→ **YANG HARUS DIKERJAKAN**
Tulis ulang baris-baris mulai dari baris yang memuat "around the bridge" sampai baris terakhir, kedua ujungnya ikut disertakan, termasuk baris permintaan yang dibiarkan apa adanya. Skalakan setiap koordinat kotak pembatas pada jawaban dengan mengalikannya 1,85, lalu bulatkan ke bilangan bulat terdekat dengan nilai setengah dibulatkan ke atas; angka di dalam permintaan dan contoh formatnya tidak diubah.

(Entri dari sebuah set data)
━━━━━━━━━━

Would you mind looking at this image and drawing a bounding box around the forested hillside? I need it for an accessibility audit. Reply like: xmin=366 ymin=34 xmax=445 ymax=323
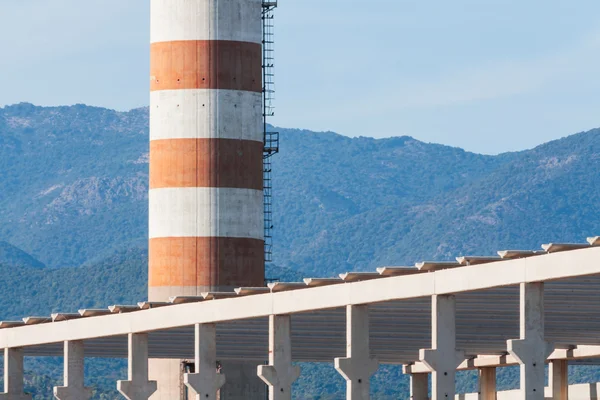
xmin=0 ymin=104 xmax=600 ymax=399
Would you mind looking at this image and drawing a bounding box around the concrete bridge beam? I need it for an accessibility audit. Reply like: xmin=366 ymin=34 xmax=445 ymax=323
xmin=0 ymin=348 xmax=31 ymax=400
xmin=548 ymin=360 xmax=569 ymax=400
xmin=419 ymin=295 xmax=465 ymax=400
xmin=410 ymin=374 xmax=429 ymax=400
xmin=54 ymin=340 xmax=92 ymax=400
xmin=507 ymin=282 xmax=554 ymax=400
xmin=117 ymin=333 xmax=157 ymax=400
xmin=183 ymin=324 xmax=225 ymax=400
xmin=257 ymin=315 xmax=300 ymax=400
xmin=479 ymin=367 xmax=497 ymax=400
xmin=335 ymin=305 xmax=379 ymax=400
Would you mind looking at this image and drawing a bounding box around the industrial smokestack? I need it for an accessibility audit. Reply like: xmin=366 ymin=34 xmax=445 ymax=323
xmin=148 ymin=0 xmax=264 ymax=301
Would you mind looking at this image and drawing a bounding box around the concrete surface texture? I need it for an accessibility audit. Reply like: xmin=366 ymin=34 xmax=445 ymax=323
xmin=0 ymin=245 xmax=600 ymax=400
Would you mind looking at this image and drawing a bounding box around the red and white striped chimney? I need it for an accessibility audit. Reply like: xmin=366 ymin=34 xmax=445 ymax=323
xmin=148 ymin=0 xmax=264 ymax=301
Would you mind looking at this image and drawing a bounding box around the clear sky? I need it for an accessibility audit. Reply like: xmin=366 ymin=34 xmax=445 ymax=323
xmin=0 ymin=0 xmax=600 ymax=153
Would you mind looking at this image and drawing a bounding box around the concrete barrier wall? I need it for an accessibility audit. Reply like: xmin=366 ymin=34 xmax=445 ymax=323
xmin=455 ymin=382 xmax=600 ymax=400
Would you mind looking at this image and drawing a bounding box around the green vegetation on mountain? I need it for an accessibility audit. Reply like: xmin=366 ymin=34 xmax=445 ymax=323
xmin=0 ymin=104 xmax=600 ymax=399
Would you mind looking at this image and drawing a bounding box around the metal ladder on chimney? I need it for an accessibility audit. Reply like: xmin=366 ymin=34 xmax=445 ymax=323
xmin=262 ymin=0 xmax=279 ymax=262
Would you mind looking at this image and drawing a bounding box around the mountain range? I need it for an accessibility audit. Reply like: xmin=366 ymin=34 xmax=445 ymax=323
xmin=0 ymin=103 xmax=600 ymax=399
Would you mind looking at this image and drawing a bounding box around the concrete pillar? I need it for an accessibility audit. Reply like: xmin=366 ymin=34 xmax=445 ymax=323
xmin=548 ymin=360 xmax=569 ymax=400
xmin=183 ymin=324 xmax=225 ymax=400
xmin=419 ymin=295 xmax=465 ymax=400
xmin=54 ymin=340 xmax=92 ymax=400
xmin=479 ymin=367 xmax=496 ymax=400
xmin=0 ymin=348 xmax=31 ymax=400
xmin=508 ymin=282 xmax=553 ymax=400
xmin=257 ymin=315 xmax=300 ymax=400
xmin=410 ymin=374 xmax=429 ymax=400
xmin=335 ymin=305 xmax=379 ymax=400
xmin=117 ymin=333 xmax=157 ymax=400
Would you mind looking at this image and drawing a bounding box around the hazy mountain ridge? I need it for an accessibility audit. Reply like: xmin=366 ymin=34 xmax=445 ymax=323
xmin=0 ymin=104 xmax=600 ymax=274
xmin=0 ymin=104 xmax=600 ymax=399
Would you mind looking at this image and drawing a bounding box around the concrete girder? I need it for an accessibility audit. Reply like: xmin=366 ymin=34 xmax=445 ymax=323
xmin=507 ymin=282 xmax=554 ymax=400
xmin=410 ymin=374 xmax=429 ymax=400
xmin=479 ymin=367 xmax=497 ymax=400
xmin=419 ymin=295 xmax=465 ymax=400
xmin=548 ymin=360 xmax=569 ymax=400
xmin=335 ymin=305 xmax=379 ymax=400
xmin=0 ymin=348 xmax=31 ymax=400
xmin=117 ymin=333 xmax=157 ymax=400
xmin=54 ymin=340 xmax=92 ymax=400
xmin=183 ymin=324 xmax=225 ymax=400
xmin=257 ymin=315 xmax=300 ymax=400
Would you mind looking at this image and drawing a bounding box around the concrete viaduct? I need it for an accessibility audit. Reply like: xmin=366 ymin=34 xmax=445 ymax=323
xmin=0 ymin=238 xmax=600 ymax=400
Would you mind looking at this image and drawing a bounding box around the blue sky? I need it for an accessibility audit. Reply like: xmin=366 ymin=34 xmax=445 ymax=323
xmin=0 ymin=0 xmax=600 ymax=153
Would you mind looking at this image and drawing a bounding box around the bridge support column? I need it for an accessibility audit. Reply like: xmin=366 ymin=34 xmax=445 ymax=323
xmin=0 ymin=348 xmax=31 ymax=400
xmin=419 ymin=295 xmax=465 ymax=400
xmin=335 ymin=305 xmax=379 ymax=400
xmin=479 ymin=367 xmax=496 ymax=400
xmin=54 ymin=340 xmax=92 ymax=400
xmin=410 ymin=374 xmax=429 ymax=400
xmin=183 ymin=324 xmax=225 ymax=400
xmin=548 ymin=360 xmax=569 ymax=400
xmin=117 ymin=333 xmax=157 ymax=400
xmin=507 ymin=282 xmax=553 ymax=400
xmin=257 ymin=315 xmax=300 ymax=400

━━━━━━━━━━

→ **HASIL AKHIR**
Would you mind looking at this image and drawing a bounding box around the bridge support column? I need it for an accessibility audit. Reply like: xmin=366 ymin=34 xmax=445 ymax=323
xmin=0 ymin=644 xmax=57 ymax=740
xmin=775 ymin=546 xmax=860 ymax=740
xmin=620 ymin=564 xmax=701 ymax=740
xmin=886 ymin=679 xmax=918 ymax=740
xmin=100 ymin=629 xmax=170 ymax=740
xmin=759 ymin=692 xmax=794 ymax=740
xmin=339 ymin=599 xmax=416 ymax=740
xmin=1014 ymin=666 xmax=1053 ymax=740
xmin=216 ymin=616 xmax=290 ymax=740
xmin=938 ymin=522 xmax=1023 ymax=740
xmin=475 ymin=583 xmax=555 ymax=740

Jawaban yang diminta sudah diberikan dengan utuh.